* [Exercise prompt]
Copy each of the records below word for word, keeping every line in its original order.
##### Data for processing
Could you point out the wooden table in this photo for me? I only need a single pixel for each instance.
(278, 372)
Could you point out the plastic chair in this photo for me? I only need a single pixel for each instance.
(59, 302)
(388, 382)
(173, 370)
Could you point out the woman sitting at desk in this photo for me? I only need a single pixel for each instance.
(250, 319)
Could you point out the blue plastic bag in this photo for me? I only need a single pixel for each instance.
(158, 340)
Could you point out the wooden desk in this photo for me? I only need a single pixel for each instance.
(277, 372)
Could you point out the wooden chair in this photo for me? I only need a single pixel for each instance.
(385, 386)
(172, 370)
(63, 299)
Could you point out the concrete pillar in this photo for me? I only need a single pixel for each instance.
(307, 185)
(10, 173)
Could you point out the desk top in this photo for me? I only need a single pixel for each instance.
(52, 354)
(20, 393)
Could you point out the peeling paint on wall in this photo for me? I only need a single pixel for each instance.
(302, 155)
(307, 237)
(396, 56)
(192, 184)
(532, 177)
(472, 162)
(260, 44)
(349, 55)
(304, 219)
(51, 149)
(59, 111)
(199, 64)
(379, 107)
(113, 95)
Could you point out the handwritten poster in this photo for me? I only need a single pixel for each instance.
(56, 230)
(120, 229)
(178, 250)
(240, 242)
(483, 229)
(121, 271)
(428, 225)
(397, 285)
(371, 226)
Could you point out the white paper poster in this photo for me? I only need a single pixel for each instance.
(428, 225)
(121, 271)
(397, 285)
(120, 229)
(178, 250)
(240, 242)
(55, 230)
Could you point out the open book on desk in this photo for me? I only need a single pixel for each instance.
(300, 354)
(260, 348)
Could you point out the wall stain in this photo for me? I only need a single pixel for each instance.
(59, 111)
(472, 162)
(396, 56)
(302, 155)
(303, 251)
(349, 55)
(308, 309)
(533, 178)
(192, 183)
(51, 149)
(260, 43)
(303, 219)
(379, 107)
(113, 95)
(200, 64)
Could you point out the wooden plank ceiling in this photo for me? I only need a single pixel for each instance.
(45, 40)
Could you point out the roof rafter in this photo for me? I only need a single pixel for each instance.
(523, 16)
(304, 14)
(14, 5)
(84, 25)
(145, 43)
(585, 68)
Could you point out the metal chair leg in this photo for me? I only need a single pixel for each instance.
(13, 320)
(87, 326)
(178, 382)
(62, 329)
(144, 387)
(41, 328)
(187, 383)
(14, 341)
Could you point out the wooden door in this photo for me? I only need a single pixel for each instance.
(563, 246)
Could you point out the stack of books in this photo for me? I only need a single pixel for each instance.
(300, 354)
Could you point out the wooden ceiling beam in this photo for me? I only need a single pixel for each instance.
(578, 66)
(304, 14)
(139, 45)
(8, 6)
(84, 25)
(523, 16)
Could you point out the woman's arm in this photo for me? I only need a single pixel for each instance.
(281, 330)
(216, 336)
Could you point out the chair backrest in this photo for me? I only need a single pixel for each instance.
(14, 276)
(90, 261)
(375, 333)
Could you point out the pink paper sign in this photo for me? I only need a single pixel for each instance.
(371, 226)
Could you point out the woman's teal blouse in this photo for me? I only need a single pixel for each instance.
##########
* [Response to the task]
Could you point out the wooden table in this photo for me? I only need a single pixel for each instance.
(278, 372)
Could you point out the plastic chair in this photo for me? I only need a single pixel for each instance.
(59, 302)
(388, 382)
(173, 370)
Could you point out the woman sitting at desk in this photo for me? I only need a single pixel for each instance.
(250, 319)
Could you point out the blue plastic bag in this photo for me? I only need a single pixel for each instance.
(158, 340)
Could you point out the wooden desk in this photo for me? I only need a single pixel for each instance.
(277, 372)
Could you point out the wooden chair in this photo for me? I only need a single pixel for each instance.
(385, 386)
(172, 370)
(63, 299)
Could you point out the concrete pillar in this photo for me? I only need a single pixel for each instance.
(307, 185)
(10, 173)
Could you point out the desk top in this photo for me? I only need a single pixel for each instance.
(52, 354)
(20, 393)
Could you point out the peeling paint on wall in this photo for me? I only need a single pixel for each instance.
(302, 155)
(307, 237)
(396, 56)
(192, 184)
(532, 177)
(472, 162)
(260, 44)
(349, 55)
(304, 219)
(51, 149)
(59, 111)
(199, 64)
(379, 107)
(113, 95)
Could you point out the handwritten poster in this photo for me? I only need a single pixel for each instance.
(56, 230)
(120, 229)
(178, 250)
(240, 242)
(483, 229)
(121, 271)
(428, 225)
(397, 285)
(371, 226)
Could you point out the white paper poster in this photo for me? I only need a single pixel for each instance.
(428, 225)
(121, 271)
(397, 285)
(120, 229)
(178, 250)
(240, 242)
(55, 230)
Could you point out the open book on desk in this photo for me? I only need a single pixel for each instance.
(300, 354)
(260, 348)
Could you point out the wall stain in this photo for me? I only need a single pixel for each instance.
(59, 111)
(472, 162)
(396, 56)
(302, 155)
(303, 251)
(349, 55)
(308, 309)
(533, 178)
(192, 183)
(51, 149)
(260, 43)
(303, 219)
(379, 107)
(113, 95)
(200, 64)
Could you point out the wooden plank ceiling in this photo for me? I only need a single pixel for each instance.
(45, 40)
Could you point out the roof rafter in this photo for me? I only need a single pixel for each instance.
(523, 16)
(304, 14)
(14, 5)
(84, 25)
(145, 43)
(585, 68)
Could you point out the metal chair leg in this photo for me? I only need a single pixel for each instance.
(13, 320)
(87, 326)
(178, 382)
(62, 329)
(144, 387)
(41, 328)
(187, 383)
(14, 341)
Could you point out the wooden door in this photo for me? I only need a single pixel for each instance.
(563, 246)
Could you point out the stack of books in this photo for me? I only need a single pixel for each instance.
(300, 354)
Could you point out the wooden ceiling beam in this photo for me? I only need a single pixel for each instance.
(578, 66)
(304, 14)
(139, 45)
(8, 6)
(84, 25)
(523, 16)
Could you point out the woman's arm in this photo for me? I only need a single pixel for each instance.
(281, 330)
(216, 336)
Could you point out the chair backrest in this photo for me? I only need a single pixel for each instance.
(14, 276)
(90, 261)
(375, 333)
Could you point out the pink paper sign in this photo for me? I only need a single pixel for each instance.
(371, 226)
Could you point out the woman's teal blouse in this photo for me? I only need a single pixel for each instance.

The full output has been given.